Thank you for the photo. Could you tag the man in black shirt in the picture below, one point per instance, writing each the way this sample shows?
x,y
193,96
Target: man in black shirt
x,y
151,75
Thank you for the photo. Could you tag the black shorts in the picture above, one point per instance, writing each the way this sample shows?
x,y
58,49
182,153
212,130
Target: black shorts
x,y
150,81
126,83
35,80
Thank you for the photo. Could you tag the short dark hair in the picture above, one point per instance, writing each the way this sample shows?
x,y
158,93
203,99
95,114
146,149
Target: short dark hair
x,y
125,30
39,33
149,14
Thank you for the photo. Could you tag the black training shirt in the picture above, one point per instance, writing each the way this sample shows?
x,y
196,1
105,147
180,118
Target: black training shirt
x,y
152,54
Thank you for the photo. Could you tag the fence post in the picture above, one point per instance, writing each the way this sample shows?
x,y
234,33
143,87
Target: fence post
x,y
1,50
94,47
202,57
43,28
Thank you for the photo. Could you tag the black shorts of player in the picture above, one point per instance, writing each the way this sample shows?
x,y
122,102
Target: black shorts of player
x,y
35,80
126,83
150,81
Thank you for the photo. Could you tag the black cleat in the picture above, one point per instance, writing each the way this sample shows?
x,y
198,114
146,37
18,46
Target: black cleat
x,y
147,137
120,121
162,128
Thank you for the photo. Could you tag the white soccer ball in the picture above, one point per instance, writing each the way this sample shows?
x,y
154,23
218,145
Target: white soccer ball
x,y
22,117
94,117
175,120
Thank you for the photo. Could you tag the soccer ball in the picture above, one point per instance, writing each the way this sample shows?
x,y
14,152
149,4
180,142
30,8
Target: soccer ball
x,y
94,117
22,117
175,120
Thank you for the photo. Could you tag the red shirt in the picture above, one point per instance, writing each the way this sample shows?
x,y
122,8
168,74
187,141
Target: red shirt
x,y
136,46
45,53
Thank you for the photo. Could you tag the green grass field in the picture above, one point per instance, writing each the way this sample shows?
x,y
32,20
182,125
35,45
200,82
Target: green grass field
┄┄┄┄┄┄
- _Stated goal_:
Return, unchanged, each line from the line containing "Thank you for the photo. Could you tag the white" through the last line of the material.

- _Answer to the problem_:
Thank you for the photo. Could you tag the white soccer ball in the picture above, one point per instance, writing each the way this sample shows?
x,y
154,23
218,145
Target: white soccer ball
x,y
22,117
94,117
175,120
Thank you for the photo. Could you tag the soccer ball in the picture above, one point per instance, writing each the way this sample shows?
x,y
14,152
149,4
180,142
30,8
Target: soccer ball
x,y
94,117
22,117
175,120
Thank you for the photo. Could you tag the red shirt in the picture above, one point per instance, writing each the way this sample shows?
x,y
122,8
168,74
187,141
Target: red shirt
x,y
136,46
45,53
Thank you for the photo. Could you tag the green grass field in the picture above, one point per instance, writing each the way this sample shows?
x,y
32,20
182,125
35,45
200,82
Target: green grass field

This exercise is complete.